## Instructions for the task
Transcribe, word for word, the line containing "Each instance gets a single point. Label the navy leggings" and each line following it through the end of the listing below. Omit all other lines.

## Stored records
-- start --

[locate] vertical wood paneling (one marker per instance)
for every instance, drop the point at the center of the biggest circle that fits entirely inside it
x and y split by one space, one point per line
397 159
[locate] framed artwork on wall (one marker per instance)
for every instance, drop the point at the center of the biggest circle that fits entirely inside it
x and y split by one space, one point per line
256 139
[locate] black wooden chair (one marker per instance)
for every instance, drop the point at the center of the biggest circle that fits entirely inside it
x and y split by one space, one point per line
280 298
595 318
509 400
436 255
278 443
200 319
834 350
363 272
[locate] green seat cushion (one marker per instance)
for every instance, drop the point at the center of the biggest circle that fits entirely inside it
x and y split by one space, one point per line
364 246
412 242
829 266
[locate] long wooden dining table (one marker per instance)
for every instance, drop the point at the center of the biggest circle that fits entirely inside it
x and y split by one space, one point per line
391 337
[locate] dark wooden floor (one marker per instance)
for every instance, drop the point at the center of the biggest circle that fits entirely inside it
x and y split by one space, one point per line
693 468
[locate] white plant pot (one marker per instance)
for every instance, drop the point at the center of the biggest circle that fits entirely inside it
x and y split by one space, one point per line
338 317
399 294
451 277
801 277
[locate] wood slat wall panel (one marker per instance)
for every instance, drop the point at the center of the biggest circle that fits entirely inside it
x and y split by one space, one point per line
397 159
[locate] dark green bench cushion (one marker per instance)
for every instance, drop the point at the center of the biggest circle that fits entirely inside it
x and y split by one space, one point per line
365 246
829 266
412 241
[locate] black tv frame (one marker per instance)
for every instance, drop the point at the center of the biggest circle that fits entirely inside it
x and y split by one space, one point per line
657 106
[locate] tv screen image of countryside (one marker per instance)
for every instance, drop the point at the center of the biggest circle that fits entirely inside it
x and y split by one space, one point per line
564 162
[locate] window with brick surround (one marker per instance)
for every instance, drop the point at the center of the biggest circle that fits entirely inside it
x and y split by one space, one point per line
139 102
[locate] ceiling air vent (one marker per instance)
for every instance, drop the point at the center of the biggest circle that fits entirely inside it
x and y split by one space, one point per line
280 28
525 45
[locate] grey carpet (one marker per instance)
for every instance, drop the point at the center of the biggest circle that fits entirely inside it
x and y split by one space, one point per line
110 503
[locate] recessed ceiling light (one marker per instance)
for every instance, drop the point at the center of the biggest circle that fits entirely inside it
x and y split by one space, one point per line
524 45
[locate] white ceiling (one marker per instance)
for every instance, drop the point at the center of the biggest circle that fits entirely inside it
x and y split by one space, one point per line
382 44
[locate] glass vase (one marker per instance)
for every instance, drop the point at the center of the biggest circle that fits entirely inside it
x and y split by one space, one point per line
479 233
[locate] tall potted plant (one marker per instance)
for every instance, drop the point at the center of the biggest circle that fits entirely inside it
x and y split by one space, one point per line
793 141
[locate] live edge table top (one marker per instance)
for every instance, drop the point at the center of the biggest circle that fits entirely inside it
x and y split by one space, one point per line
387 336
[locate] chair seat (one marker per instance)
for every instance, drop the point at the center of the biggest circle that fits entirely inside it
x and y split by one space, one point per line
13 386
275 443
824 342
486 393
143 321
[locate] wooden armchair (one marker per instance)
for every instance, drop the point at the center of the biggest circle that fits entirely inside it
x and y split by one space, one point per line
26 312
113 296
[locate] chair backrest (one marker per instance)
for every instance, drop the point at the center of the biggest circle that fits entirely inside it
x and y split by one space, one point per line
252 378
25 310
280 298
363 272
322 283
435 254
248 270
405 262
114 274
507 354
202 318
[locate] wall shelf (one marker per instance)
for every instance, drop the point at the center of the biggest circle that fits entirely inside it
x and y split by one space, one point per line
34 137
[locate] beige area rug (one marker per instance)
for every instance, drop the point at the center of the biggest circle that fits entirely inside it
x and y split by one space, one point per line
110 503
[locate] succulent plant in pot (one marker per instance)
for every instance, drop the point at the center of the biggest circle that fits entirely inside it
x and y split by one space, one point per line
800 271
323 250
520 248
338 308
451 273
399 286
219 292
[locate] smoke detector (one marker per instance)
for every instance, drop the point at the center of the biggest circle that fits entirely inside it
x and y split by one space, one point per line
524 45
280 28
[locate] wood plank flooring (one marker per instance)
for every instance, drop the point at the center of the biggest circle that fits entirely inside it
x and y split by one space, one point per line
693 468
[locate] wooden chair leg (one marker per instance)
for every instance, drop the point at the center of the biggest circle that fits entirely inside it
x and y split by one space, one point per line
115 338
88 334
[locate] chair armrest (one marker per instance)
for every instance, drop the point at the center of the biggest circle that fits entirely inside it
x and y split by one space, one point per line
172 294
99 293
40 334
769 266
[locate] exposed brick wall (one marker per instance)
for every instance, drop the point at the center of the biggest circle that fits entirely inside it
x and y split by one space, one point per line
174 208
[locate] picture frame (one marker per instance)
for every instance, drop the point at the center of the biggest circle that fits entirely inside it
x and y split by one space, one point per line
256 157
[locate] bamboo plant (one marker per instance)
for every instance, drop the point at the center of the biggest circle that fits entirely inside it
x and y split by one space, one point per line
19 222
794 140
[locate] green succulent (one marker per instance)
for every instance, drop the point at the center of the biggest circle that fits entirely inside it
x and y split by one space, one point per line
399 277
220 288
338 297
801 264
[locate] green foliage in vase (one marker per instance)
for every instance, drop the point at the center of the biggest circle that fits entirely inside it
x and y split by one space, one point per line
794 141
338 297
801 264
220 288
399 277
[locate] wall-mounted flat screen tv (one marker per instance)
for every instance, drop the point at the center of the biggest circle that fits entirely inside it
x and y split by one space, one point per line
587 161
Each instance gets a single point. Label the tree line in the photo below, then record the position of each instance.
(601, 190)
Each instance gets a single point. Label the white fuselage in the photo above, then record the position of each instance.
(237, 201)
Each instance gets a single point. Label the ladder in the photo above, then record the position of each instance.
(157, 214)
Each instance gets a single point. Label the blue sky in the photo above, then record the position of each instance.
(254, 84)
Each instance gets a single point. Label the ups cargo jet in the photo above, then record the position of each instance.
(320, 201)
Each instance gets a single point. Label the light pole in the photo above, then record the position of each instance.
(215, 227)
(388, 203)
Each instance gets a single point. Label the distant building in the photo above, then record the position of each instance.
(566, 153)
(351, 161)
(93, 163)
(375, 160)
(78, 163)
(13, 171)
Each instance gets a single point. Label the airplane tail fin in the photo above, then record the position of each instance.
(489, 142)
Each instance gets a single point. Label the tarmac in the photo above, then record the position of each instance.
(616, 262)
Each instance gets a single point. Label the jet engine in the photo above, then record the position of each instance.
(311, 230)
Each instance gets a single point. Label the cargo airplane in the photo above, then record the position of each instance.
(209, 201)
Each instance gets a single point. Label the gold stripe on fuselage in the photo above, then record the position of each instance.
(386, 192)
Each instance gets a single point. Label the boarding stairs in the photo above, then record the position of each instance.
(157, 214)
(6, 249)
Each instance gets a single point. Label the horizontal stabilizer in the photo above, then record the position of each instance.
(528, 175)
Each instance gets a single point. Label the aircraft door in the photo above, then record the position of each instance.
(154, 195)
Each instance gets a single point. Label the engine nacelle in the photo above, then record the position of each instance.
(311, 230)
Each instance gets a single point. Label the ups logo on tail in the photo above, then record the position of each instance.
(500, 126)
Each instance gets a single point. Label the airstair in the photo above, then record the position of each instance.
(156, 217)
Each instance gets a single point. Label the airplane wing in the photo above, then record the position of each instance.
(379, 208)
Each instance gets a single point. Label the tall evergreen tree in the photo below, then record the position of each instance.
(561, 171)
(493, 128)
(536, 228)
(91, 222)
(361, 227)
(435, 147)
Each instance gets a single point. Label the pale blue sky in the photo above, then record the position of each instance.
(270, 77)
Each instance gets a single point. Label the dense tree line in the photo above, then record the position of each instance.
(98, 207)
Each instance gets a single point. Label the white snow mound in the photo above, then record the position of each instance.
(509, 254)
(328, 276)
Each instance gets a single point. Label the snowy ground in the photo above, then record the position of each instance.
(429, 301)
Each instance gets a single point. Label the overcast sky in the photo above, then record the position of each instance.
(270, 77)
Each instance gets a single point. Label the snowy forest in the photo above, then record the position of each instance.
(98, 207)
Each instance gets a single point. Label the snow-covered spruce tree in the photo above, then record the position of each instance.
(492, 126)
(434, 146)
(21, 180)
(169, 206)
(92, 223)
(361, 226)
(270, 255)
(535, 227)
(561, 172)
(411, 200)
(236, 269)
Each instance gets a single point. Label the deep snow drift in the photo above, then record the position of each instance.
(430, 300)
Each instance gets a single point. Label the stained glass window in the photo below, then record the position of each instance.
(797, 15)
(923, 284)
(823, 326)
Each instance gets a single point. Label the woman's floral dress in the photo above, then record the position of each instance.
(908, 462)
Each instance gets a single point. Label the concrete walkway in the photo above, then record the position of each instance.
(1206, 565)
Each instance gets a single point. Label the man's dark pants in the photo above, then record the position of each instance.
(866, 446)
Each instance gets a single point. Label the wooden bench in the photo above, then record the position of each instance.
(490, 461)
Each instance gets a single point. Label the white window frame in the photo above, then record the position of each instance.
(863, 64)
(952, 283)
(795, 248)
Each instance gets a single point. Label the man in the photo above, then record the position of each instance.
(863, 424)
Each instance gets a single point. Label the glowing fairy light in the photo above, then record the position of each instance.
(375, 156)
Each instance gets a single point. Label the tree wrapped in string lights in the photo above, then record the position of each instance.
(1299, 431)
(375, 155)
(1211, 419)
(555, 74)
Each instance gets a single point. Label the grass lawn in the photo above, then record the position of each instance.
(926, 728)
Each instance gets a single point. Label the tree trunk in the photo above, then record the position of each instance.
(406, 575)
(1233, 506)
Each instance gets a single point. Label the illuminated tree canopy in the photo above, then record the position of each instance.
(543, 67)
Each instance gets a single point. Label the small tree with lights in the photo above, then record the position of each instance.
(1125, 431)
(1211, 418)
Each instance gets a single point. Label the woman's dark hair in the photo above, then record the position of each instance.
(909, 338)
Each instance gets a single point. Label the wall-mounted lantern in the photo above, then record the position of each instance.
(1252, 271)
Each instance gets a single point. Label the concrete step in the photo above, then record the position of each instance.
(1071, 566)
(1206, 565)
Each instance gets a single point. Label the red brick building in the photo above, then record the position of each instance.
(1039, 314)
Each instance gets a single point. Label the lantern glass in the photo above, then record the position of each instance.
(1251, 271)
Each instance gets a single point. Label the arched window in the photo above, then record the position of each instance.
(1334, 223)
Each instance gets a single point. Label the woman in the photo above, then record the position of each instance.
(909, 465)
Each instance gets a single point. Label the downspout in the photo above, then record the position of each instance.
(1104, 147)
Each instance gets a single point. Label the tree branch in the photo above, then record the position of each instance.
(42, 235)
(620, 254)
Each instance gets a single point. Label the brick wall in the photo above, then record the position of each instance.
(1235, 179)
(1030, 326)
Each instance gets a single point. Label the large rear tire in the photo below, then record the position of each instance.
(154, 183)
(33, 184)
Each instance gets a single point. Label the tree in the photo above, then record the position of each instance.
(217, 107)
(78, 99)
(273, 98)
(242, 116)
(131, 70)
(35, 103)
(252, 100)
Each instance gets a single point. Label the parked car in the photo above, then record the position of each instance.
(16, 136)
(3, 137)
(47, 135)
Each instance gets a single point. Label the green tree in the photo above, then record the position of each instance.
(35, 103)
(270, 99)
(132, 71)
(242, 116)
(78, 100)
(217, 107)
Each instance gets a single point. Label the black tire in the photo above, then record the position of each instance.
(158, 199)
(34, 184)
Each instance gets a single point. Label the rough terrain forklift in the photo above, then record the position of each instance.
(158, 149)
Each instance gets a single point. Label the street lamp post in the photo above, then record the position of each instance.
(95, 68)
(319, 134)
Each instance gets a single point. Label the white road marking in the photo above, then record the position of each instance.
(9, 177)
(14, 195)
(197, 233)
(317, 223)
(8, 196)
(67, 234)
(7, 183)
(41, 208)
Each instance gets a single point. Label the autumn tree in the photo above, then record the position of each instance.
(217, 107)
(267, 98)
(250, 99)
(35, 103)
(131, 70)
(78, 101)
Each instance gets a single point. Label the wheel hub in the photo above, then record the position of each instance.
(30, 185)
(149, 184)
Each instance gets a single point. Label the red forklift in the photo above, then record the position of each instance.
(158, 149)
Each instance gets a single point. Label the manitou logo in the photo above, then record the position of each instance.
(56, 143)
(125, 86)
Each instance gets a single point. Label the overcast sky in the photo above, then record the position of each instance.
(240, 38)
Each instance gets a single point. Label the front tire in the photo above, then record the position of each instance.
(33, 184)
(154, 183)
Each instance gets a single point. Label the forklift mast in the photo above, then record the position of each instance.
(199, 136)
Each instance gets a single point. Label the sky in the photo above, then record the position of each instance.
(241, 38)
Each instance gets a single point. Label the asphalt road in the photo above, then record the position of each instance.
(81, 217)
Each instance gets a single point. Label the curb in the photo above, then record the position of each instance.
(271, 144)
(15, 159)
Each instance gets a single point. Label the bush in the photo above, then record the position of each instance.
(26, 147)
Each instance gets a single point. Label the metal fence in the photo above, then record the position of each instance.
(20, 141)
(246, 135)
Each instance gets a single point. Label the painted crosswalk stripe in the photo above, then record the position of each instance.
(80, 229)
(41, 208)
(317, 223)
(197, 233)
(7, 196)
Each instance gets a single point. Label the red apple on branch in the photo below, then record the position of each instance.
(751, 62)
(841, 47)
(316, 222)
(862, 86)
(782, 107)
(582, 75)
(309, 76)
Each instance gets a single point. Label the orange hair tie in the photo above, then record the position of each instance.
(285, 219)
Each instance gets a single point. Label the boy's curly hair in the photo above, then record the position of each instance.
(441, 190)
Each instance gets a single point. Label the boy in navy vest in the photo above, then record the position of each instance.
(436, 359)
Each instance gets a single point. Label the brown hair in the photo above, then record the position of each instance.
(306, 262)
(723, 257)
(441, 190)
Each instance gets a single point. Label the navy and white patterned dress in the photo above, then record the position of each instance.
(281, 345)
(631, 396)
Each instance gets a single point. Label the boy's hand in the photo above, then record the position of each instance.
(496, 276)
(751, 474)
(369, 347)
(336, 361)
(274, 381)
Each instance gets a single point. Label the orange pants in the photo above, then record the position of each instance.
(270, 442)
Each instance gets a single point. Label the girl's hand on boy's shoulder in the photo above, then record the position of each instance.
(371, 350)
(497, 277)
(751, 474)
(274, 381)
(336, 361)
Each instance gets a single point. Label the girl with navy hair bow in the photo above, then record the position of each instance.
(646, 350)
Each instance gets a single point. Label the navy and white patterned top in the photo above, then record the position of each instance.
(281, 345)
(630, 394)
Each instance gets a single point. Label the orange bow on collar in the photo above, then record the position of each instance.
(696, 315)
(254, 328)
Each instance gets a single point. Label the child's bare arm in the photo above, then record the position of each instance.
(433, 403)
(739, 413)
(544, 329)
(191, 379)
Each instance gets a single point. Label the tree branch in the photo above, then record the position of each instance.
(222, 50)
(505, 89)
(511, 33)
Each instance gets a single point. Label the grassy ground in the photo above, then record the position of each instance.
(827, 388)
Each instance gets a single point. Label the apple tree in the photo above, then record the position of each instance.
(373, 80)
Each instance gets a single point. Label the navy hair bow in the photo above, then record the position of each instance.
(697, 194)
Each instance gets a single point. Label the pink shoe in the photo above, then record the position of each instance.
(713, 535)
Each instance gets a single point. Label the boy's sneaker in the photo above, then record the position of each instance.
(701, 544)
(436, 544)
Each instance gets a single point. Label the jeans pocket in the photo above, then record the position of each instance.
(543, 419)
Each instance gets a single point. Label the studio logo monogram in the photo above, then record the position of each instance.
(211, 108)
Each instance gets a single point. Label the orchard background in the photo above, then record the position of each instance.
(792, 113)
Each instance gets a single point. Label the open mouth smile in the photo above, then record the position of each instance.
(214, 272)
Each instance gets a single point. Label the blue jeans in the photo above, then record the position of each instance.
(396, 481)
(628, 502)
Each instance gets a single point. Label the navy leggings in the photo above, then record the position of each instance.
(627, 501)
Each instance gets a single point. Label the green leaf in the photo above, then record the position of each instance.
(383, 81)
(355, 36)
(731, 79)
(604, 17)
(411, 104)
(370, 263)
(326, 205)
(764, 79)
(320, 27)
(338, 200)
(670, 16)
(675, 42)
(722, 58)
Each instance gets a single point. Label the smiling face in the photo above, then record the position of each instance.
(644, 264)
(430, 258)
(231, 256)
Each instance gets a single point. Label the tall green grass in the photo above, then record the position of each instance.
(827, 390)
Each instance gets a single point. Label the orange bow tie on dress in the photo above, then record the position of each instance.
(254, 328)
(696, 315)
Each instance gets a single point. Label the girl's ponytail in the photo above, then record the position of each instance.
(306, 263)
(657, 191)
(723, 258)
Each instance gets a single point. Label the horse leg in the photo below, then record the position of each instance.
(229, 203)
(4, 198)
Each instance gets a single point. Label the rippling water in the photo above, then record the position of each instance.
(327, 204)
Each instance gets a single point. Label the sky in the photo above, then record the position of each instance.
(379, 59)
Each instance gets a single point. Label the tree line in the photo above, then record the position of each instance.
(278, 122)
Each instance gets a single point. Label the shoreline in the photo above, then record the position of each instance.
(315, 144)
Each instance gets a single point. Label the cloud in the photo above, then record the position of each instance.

-- end --

## Exercise response
Each instance gets a single point. Label the navy leggings in the photo above, then record the position of each instance.
(627, 501)
Each instance gets a single point. Label the green leaf in the photo above, then record the position of each instance.
(383, 81)
(355, 36)
(731, 79)
(604, 17)
(411, 104)
(370, 263)
(326, 205)
(764, 79)
(320, 27)
(338, 200)
(670, 16)
(675, 42)
(722, 58)
Each instance gets a single point. Label the smiling face in the photo above, then record the position of each instance.
(644, 264)
(430, 258)
(231, 256)
Each instance gets a single point. Label the tall green grass in the photo above, then record the position of each instance.
(827, 390)
Each instance gets a single point. Label the orange bow tie on dress in the photo above, then record the position of each instance.
(254, 328)
(696, 315)
Each instance gets a single point. Label the girl's ponytail in the photo above, then record the position of each instance.
(306, 263)
(657, 191)
(723, 258)
Each instance gets a single point. Label the horse leg in the photo below, then record the position of each instance.
(229, 203)
(4, 198)
Each instance gets a single point. Label the rippling water in the photo above, then record the position of each instance.
(327, 204)
Each instance gets a single point. Label the sky in the photo above, then record the position of each instance.
(379, 59)
Each instance gets a single point. Label the tree line in the photo above, then record the position of each instance.
(278, 122)
Each instance gets a single point. Label the shoreline in the photo above, then record the position of each instance.
(315, 144)
Each instance gets a single point. Label the cloud in the photo above, then record the position of each instance.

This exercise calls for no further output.